Lista de atividades:
1. Responda com base no texto sobre o fascismo:
(a) Em que mês e ano Filipe Martins fez o símbolo na TV Senado?
(b) Por qual aplicativo se espalhou o vídeo da apoiadora do movimento anti-lockdown?
(c) Que frase em alemão aparece na porta de Auschwitz, segundo o texto?
2. Prossiga o texto sobre o fascismo a partir da última frase.

Texto para análise:
+++

Em março de 2021, Filipe Martins, assessor internacional do governo federal, fez um símbolo atribuído a supremacistas brancos durante uma aparição na TV Senado. O acontecimento gerou revolta internacional, com a Embaixada da China pressionando o Itamaraty a demiti-lo.
Também este ano, um vídeo de uma apoiadora de um movimento anti-lockdown se espalhou pelo Whatsapp, reproduzindo a fala Arbeit macht frei (o trabalho liberta, em alemão), colocada na porta de Auschwitz e de outros campos de concentração nazistas.
A ideologia do fascismo tem ganhado força e seus símbolos têm sido espalhados, principalmente pela internet. É necessário entender o que é esse movimento e como se espalha.

+++

Dados brutos:
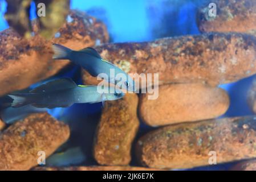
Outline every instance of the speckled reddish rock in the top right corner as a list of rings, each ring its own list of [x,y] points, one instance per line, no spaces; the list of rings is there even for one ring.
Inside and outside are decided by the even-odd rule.
[[[201,32],[244,32],[256,35],[256,1],[214,0],[217,16],[209,16],[208,5],[198,11],[197,24]]]

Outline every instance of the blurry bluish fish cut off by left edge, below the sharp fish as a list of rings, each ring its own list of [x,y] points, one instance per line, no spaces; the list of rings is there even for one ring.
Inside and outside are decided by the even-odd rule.
[[[42,113],[46,112],[46,108],[37,108],[31,105],[26,105],[22,107],[7,107],[0,111],[0,117],[6,124],[13,124],[15,121],[25,118],[31,113]]]

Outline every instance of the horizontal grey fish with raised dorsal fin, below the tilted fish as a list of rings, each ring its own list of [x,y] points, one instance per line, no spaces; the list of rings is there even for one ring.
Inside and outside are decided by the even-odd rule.
[[[32,89],[29,93],[9,94],[13,99],[12,107],[32,105],[52,109],[69,107],[75,103],[97,103],[118,100],[124,93],[113,86],[98,90],[96,85],[76,85],[68,77],[48,81]]]

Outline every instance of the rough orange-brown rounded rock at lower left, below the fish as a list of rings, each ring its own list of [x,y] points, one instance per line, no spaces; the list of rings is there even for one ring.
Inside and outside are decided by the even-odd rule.
[[[38,165],[39,151],[50,156],[69,136],[68,126],[49,114],[31,114],[0,135],[0,170],[28,170]]]

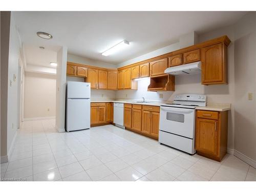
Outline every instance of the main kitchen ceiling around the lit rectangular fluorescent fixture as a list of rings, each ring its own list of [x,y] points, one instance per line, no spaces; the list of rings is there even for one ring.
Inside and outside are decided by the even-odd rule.
[[[202,34],[231,25],[244,14],[246,12],[15,12],[14,17],[24,45],[30,46],[27,51],[39,53],[32,46],[54,51],[67,46],[71,54],[117,64],[173,44],[182,34],[193,31]],[[53,39],[41,39],[36,36],[37,31],[48,32]],[[130,41],[130,46],[107,57],[101,55],[121,40]]]

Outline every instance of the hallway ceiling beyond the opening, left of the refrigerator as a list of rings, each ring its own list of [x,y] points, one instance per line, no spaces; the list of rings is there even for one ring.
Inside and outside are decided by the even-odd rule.
[[[25,57],[27,65],[44,66],[50,68],[50,62],[57,62],[57,52],[51,49],[39,49],[38,46],[25,45]]]

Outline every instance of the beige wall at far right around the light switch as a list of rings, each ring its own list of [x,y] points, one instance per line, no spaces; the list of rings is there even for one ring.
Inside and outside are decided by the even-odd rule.
[[[254,161],[256,168],[256,14],[250,12],[234,26],[234,149]],[[253,93],[253,100],[247,94]],[[249,159],[249,161],[250,161]]]

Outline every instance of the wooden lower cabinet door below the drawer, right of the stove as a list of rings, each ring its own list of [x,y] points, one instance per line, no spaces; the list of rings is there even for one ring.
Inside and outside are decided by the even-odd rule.
[[[216,156],[218,143],[218,121],[197,118],[196,150]]]

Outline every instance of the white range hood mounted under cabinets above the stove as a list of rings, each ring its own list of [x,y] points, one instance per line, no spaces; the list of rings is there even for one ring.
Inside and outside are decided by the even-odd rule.
[[[187,75],[201,73],[201,61],[192,62],[185,65],[167,68],[164,73],[171,75]]]

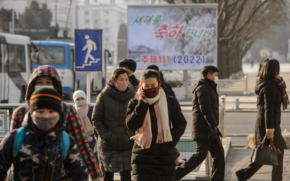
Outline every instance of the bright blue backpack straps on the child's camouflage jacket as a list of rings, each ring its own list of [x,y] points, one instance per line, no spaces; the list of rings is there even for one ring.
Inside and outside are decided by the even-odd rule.
[[[20,127],[16,130],[14,142],[13,142],[13,148],[12,148],[12,157],[16,158],[20,148],[22,146],[24,136],[26,133],[26,129],[24,127]],[[61,143],[62,143],[62,148],[63,148],[63,159],[66,158],[68,152],[69,152],[69,134],[67,134],[65,131],[61,133]],[[11,168],[7,171],[7,176],[9,176],[11,173]]]

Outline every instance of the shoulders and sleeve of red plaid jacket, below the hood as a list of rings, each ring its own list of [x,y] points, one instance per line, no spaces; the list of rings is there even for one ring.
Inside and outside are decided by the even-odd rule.
[[[102,176],[101,170],[97,165],[97,160],[93,154],[93,150],[89,147],[87,137],[82,127],[81,120],[73,106],[62,102],[63,114],[66,117],[66,132],[75,137],[82,154],[82,158],[88,168],[89,175],[92,179]],[[25,114],[28,112],[29,106],[19,106],[12,114],[10,131],[21,127]]]

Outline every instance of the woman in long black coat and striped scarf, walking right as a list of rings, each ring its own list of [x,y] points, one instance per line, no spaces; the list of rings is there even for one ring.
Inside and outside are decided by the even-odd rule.
[[[287,145],[281,134],[281,104],[283,110],[287,109],[289,99],[286,92],[286,84],[282,77],[279,77],[280,65],[276,59],[263,61],[260,71],[260,78],[256,80],[255,93],[257,97],[257,117],[255,122],[255,145],[261,143],[266,136],[265,144],[269,145],[270,140],[277,149],[278,166],[272,167],[272,181],[283,179],[283,157]],[[239,181],[250,179],[263,165],[251,163],[247,168],[236,172]]]

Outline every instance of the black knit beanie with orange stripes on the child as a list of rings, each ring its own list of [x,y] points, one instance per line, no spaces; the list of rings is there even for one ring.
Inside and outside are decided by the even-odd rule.
[[[37,89],[32,93],[30,97],[29,108],[30,113],[38,109],[51,109],[61,115],[61,96],[55,89]]]

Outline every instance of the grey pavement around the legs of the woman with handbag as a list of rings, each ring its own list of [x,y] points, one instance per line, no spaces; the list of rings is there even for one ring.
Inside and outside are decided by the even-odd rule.
[[[237,181],[236,171],[248,167],[253,149],[232,148],[225,163],[226,181]],[[283,180],[290,180],[290,150],[285,150],[283,162]],[[249,181],[271,180],[272,166],[264,165]]]

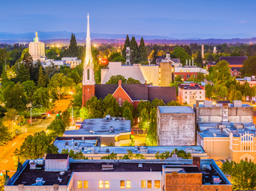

+++

Suas respostas:
1.
(a) Em março de 2021.
(b) Pelo Whatsapp.
(c) Arbeit macht frei.

2.
Definindo o fascismo
“O fascismo é uma ideologia política que luta por uma ditadura mobilizadora de partido único ultranacionalista” define o professor de história da Universidade Federal de Juiz de Fora (UFJF), Odilon Neto. De acordo com o pesquisador, embora a criação oficial do partido fascista na Itália tenha se dado no início do século XX, a origem dos ideais classificados como fascistas datam do fim do século XIX por toda a Europa. Seus exemplos mais marcantes na história foram na ditadura de Mussolini, na Itália, com o partido fascista, e Hitler, na Alemanha, com o partido nazista.
O discurso desses movimentos é baseado em uma lógica de “nós” contra “eles”, como colocado na teoria do ultranacionalismo palingenésico, do cientista político Roger Griffin. Segundo o autor, fascistas falam sobre um “nós”, que seria um povo que já foi grandioso, mas que perdeu seu poder por causa do “eles”, colocados como raiz de todo o mal no mundo. Variações de quem são “nós” e “eles” dependem do local e da época do movimento. Essa retórica tem tendência a se popularizar em momentos de crise, apontando soluções simples e culpados estereotipados, ao mesmo tempo em que busca empoderar um povo em momento de fragilidade.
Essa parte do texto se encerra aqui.